> _WHAT YOU ARE ASKED TO DO_
Go through the following data and transcribe exactly the stretch of lines from the one holding "Target — concrete base" to the one holding "Target — shadow on grass", both included.

RECORDS TO USE: Begin

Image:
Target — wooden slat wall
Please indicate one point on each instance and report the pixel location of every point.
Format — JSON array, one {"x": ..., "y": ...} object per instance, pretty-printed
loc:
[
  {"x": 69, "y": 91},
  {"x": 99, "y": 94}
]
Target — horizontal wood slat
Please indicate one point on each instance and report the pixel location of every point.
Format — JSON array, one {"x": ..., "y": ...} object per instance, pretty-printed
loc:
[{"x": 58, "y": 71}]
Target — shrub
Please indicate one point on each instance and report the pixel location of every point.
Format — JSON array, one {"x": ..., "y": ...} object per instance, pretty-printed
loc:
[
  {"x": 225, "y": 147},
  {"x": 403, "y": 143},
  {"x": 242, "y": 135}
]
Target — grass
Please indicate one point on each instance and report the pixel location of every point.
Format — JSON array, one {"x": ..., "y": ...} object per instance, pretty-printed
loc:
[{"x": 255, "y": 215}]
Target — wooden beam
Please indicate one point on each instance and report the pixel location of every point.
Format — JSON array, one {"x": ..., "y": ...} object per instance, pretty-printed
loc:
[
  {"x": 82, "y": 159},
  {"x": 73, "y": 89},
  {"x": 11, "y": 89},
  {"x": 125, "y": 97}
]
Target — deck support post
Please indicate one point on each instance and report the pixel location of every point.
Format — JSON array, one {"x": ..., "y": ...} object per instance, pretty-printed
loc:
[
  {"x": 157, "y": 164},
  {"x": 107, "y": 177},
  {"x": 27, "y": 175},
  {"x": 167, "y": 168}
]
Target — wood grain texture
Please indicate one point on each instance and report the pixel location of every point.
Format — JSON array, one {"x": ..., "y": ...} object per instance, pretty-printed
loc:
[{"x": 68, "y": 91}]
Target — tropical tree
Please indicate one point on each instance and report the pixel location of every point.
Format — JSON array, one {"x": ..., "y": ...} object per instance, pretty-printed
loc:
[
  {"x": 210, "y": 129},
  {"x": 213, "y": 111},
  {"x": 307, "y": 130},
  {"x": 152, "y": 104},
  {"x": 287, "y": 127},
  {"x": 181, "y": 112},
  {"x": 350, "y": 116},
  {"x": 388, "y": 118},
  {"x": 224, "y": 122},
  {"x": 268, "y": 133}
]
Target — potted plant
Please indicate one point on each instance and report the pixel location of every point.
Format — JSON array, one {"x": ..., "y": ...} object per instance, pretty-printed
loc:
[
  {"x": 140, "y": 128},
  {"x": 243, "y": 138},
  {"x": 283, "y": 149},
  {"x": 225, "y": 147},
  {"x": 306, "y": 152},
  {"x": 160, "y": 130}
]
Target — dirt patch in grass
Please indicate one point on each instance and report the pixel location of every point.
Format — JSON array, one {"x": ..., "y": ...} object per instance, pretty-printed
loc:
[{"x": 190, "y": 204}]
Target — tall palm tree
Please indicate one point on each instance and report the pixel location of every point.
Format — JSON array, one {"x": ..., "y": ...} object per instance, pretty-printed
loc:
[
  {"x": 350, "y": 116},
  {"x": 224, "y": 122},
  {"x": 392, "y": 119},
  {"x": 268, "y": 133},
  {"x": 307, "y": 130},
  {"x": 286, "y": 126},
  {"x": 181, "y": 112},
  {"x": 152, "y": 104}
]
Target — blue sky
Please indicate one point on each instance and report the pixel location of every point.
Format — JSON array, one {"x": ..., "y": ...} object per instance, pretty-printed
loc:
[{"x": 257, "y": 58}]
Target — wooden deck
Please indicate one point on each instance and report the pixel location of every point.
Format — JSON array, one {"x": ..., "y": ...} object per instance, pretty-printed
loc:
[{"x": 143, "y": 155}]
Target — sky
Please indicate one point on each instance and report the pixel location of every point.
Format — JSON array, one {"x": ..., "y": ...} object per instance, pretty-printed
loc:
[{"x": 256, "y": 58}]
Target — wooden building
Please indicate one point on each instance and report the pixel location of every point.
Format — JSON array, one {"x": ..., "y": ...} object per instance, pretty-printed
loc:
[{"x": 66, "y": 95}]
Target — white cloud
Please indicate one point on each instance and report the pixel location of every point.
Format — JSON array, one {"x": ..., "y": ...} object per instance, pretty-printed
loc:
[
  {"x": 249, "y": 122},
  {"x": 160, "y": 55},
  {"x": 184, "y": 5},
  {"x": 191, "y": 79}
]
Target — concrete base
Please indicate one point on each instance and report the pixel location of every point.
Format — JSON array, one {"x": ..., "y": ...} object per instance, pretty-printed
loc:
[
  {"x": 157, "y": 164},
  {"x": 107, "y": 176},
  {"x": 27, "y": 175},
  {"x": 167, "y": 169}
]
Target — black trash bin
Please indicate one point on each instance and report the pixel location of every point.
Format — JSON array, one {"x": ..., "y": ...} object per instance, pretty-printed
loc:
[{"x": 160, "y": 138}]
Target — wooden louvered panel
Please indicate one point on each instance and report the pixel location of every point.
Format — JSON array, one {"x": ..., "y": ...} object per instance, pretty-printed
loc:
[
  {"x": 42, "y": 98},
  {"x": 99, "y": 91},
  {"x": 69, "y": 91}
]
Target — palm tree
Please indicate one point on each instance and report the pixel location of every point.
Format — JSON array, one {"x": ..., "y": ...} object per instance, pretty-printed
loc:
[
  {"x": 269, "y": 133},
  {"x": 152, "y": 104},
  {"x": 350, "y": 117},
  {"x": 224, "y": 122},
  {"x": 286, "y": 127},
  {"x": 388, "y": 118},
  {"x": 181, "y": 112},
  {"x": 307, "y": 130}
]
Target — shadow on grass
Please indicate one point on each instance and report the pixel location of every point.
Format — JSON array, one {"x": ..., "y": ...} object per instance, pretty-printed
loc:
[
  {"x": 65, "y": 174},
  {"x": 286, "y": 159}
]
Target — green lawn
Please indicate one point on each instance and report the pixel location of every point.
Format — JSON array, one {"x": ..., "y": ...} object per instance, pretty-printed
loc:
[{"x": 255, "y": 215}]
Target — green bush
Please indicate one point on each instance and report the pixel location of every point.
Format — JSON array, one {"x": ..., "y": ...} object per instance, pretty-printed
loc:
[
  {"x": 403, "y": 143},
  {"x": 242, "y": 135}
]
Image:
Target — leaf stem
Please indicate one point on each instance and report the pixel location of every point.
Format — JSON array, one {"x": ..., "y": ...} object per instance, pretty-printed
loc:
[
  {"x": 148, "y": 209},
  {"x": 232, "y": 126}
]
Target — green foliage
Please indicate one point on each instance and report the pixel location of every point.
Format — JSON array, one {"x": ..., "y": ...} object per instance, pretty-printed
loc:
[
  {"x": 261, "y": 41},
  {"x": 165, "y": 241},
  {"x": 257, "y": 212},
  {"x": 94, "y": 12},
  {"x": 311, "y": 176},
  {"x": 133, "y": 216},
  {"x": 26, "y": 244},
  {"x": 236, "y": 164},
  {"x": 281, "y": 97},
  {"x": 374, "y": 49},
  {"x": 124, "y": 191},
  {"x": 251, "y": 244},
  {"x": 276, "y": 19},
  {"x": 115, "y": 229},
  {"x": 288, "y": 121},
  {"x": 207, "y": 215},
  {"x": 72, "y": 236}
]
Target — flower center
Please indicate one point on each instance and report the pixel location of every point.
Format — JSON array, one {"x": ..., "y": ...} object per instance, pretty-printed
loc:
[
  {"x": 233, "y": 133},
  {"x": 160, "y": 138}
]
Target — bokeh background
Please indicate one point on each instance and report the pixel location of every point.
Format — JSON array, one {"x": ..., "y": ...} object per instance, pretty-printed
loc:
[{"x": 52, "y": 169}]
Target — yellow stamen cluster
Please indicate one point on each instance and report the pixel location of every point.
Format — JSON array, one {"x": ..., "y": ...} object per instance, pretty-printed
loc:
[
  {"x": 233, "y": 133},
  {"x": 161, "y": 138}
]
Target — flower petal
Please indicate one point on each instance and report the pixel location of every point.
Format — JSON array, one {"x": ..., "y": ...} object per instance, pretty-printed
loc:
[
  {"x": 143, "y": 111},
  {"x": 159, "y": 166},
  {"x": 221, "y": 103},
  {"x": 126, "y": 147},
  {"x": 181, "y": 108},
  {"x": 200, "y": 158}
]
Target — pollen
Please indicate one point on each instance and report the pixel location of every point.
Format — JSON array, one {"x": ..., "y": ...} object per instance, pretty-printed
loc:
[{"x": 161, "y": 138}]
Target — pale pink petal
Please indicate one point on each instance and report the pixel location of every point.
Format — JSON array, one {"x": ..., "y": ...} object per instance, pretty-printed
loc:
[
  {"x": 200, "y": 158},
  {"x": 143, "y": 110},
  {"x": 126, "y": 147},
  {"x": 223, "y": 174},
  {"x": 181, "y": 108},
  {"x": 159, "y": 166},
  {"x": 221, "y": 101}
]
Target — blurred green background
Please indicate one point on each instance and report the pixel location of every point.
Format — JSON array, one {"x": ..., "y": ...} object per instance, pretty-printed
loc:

RECORDS TO USE: End

> _SOLUTION FOR THIS EXERCISE_
Target — concrete base
Please indicate one point on each instance and report the pixel location of every point.
Format — JSON array, one {"x": ..., "y": ...} object per instance, pretty-printed
loc:
[
  {"x": 157, "y": 164},
  {"x": 107, "y": 176},
  {"x": 27, "y": 175},
  {"x": 167, "y": 169}
]
Target — black trash bin
Please indicate one point on each instance and report the pixel location of every point.
Format — JSON array, one {"x": ..., "y": ...} object per instance, pretty-printed
loc:
[{"x": 160, "y": 138}]
Target — wooden louvered panel
Please indicate one point on each instance and report the pixel location of every point.
Format — JSON array, one {"x": ..., "y": ...} object per instance, pretty-printed
loc:
[
  {"x": 42, "y": 98},
  {"x": 99, "y": 91},
  {"x": 69, "y": 91}
]
Target — palm tree
Please indicate one point on each instance and report the pixel location of every point.
Format — JSON array, one {"x": ..., "y": ...} object per instance, pretty-printed
loc:
[
  {"x": 269, "y": 133},
  {"x": 152, "y": 104},
  {"x": 350, "y": 117},
  {"x": 224, "y": 122},
  {"x": 286, "y": 127},
  {"x": 388, "y": 118},
  {"x": 181, "y": 112},
  {"x": 307, "y": 130}
]
Target — shadow on grass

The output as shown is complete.